▶ EXERCISE
Return every line of the items below that contains the word "woman", copying each line in full.

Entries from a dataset
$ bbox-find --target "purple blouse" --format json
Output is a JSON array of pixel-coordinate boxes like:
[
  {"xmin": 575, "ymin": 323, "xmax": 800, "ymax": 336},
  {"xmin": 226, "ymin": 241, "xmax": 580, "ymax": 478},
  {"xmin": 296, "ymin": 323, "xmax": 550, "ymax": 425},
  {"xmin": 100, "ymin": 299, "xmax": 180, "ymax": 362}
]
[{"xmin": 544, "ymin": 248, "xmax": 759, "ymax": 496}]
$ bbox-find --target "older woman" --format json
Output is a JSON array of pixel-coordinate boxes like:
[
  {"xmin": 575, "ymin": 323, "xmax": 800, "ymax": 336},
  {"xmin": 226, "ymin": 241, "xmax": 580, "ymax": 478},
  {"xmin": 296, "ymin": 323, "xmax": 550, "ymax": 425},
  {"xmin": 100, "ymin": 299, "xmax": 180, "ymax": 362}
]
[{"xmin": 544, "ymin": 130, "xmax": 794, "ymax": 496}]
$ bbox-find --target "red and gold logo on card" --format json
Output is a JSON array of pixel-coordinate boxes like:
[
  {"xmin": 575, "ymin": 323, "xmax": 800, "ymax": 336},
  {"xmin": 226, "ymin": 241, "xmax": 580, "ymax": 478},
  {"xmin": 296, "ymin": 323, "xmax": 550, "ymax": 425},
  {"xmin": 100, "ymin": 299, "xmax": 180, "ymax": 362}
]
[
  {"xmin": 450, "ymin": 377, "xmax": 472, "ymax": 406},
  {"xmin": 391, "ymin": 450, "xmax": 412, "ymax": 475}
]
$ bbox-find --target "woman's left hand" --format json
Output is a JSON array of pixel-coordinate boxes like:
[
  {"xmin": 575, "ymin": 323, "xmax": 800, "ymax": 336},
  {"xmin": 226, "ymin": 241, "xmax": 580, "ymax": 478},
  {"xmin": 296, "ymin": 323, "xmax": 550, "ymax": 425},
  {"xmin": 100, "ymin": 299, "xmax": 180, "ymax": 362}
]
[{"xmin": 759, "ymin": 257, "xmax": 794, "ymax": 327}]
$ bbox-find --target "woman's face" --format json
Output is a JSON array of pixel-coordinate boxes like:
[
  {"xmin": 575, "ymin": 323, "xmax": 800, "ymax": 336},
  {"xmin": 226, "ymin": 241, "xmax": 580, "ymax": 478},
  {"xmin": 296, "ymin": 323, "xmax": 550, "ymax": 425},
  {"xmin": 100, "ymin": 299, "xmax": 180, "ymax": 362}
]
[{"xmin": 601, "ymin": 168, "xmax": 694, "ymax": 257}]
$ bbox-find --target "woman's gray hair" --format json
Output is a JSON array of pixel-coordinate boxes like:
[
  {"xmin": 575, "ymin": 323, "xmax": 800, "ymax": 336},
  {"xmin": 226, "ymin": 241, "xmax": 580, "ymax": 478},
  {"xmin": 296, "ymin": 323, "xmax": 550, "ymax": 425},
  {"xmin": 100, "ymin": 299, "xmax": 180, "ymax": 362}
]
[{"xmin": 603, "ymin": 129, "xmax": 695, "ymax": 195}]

--

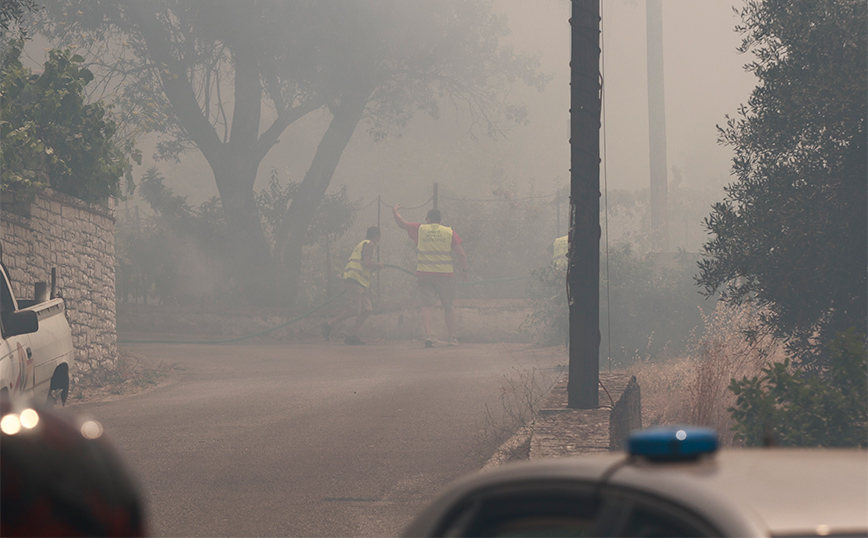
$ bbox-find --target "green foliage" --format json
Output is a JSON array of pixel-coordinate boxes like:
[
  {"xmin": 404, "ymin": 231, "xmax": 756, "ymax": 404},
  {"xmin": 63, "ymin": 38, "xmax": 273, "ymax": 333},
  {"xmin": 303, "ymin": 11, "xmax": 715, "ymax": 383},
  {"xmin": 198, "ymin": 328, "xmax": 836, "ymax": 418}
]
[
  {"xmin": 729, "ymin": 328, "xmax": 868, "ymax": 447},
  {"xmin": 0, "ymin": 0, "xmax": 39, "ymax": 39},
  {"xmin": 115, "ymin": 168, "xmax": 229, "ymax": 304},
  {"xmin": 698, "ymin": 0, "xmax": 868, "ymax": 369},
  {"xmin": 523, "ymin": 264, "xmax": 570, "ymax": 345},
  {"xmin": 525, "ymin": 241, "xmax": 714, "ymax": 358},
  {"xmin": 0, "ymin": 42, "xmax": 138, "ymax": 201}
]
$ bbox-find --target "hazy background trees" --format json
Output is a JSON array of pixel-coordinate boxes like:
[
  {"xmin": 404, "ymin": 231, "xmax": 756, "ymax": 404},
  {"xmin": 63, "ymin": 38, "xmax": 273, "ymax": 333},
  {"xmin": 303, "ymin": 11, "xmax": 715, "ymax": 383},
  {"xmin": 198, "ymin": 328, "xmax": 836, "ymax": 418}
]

* * *

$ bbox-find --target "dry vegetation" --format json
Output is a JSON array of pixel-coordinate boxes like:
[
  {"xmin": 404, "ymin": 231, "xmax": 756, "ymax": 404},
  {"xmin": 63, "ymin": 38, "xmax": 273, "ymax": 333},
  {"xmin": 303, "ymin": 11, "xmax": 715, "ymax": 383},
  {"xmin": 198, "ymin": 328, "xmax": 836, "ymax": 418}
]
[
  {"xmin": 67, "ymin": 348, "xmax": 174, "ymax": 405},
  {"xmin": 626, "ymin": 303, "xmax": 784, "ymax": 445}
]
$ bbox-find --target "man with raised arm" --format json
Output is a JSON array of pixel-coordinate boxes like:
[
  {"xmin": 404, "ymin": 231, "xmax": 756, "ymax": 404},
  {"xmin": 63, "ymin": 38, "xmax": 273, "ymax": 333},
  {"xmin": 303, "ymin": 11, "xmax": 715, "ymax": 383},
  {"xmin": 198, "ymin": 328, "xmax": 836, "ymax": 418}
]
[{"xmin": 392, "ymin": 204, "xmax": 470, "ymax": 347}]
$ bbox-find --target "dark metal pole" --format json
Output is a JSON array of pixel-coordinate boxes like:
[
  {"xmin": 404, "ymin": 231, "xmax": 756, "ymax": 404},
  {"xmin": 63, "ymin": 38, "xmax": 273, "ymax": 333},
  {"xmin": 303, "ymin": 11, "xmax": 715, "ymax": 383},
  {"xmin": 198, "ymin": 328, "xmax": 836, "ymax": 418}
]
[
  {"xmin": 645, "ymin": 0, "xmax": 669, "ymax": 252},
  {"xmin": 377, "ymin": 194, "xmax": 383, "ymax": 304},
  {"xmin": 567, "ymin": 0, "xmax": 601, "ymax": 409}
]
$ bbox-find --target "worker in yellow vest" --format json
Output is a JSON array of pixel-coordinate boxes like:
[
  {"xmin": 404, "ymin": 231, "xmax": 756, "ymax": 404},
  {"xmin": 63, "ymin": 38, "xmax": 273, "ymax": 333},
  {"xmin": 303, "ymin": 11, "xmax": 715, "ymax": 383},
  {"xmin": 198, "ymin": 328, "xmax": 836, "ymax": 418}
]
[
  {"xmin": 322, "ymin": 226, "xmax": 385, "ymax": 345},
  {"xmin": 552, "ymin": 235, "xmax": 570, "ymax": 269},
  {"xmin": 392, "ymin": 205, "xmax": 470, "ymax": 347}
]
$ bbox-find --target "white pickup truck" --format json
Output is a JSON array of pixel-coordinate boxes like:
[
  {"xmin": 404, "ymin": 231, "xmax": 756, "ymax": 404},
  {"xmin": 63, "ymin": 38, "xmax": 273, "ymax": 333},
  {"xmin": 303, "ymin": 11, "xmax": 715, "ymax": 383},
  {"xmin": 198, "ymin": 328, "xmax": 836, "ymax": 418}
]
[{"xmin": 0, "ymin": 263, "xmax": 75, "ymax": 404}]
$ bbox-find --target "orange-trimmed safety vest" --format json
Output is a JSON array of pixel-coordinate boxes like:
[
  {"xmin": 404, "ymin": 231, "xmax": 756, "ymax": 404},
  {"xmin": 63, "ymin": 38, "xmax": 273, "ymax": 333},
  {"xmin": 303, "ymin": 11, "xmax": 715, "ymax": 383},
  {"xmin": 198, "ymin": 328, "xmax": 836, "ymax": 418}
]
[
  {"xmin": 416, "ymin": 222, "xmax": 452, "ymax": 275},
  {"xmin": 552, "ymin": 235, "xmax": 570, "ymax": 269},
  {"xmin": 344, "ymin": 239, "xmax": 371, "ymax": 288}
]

▶ CORRECT RESPONSE
$ bbox-find --target "older woman" --format json
$ bbox-find --target "woman's left hand" --format json
$ bbox-find --target "woman's face" --format json
$ bbox-find --target "woman's gray hair" --format json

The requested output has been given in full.